(Natural language region descriptions)
__________

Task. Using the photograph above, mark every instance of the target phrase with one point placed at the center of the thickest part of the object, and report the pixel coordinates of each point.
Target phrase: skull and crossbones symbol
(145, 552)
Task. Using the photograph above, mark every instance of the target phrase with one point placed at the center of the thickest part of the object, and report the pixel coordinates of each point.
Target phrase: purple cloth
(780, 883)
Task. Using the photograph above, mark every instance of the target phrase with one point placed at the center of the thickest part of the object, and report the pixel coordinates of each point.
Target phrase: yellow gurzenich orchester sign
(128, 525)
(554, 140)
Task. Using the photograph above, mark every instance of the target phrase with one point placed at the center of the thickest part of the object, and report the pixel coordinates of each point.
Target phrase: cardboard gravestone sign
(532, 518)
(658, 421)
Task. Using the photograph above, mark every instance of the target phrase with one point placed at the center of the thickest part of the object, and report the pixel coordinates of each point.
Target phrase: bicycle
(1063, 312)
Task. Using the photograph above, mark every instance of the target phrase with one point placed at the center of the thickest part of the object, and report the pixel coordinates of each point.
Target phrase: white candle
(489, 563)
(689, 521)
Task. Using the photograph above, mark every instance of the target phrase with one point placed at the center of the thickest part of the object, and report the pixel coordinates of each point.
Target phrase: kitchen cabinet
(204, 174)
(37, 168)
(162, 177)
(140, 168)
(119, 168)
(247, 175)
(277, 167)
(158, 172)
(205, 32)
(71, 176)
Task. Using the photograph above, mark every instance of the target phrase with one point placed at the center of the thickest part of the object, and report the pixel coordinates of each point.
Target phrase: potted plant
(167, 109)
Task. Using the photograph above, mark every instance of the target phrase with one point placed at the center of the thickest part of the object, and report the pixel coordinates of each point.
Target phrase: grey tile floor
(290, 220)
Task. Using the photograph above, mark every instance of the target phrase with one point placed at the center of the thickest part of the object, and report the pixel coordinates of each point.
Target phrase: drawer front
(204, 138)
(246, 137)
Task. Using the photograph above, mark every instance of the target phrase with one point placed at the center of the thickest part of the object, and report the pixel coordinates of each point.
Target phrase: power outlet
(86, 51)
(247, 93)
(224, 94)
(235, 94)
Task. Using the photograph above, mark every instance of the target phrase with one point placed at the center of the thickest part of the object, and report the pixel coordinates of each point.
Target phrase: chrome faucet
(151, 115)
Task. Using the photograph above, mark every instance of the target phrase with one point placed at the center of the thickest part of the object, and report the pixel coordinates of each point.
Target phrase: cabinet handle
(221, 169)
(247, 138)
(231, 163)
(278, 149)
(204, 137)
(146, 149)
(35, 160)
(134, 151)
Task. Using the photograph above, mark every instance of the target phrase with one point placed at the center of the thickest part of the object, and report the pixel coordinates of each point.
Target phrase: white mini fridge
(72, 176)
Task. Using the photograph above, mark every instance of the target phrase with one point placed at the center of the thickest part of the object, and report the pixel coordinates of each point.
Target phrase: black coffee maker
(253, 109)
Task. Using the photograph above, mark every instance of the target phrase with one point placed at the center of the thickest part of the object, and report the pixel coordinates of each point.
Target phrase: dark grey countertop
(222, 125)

__________

Task description.
An exact copy of every record above is required.

Exercise response.
Task. Using the photograph above, mark every instance of the target phrase with one point placed at the center of the thickest part of the object, and report the pixel coordinates of each point.
Target phrase: skull and crossbones symbol
(145, 552)
Task. Using the photograph above, mark every instance of the target phrase with one point placed at the center of the thickest part of the object, and report the pixel coordinates of each point.
Target phrase: purple cloth
(780, 883)
Task. Using the photograph above, mark every instance of the target phrase with one point placed at the center of the thickest part of the object, and report the pixel coordinates of each point.
Target phrase: yellow gurzenich orchester sign
(128, 525)
(554, 140)
Task. Using the photograph above, mark every instance of the target phrase with one point placed at the center of the thickest part of the object, and report the pixel coordinates of each point.
Target phrase: cardboard gravestone sign
(532, 518)
(658, 421)
Task. Using the photograph above, mark every instance of the target phrase with one point placed at the center of the thickest part of the object, and report the pixel coordinates of each point.
Target phrase: bicycle
(1063, 312)
Task. Using the photograph above, mark every instance of the target phrase with one point placed at the center of the thickest part of the object, and report the pixel coordinates of each point.
Target phrase: white candle
(489, 563)
(689, 521)
Task. Using the photograph above, mark every instance of the target phrase with one point placed at the center of the thickest part of the object, and report the pixel coordinates of each point.
Target phrase: kitchen cabinet
(204, 174)
(37, 168)
(162, 177)
(140, 168)
(119, 168)
(247, 175)
(277, 167)
(158, 172)
(205, 32)
(71, 176)
Task. Using the photograph above, mark every instance of the target phrase with one point placed at the center of the thickest part of the object, and report the pixel coordinates of each point.
Target phrase: potted plant
(167, 109)
Task. Using the photograph above, mark every instance of the target phrase with one point placed at the center of the thickest part of the object, and report the pixel coordinates of each point.
Target phrase: grey tile floor
(290, 220)
Task. Using the photograph above, mark every instance of the target phrase with one point placed at the center of the thickest part of the object, and report the pixel coordinates of each point.
Target phrase: drawer front
(204, 138)
(246, 137)
Task. Using the photograph above, mark every instance of the target phrase with one point placed at the center of the thickest part of the object, and report the pixel coordinates of each point.
Target phrase: power outlet
(86, 51)
(247, 93)
(224, 94)
(235, 94)
Task. Using the photograph above, mark every instance of the target phrase with one point placed at the center of the thickest part of the object, and report the pixel coordinates of each point.
Target phrase: chrome faucet
(151, 115)
Task. Using the photograph above, mark every instance of the target phrase with one point placed at the center of the thickest part of the object, and report the pixel coordinates of each point.
Target phrase: cabinet handle
(221, 169)
(247, 138)
(231, 163)
(278, 149)
(204, 137)
(146, 149)
(35, 160)
(134, 151)
Task. Using the photograph above, mark every instance of the target phrase with one point placed at the center of the thickest part of the object, and report the pixel coordinates of each point.
Target phrase: white mini fridge
(72, 176)
Task. Using the photograph above, mark every instance of the target phrase with one point placed at the center of the thickest part of the object, and report the pixel coordinates of each point.
Target phrase: black coffee maker
(253, 109)
Task. Using the photograph above, mark every instance of the target phrase with one point placed at the center of the thickest part of the object, and report the pixel coordinates of each point.
Target phrase: dark grey countertop
(222, 125)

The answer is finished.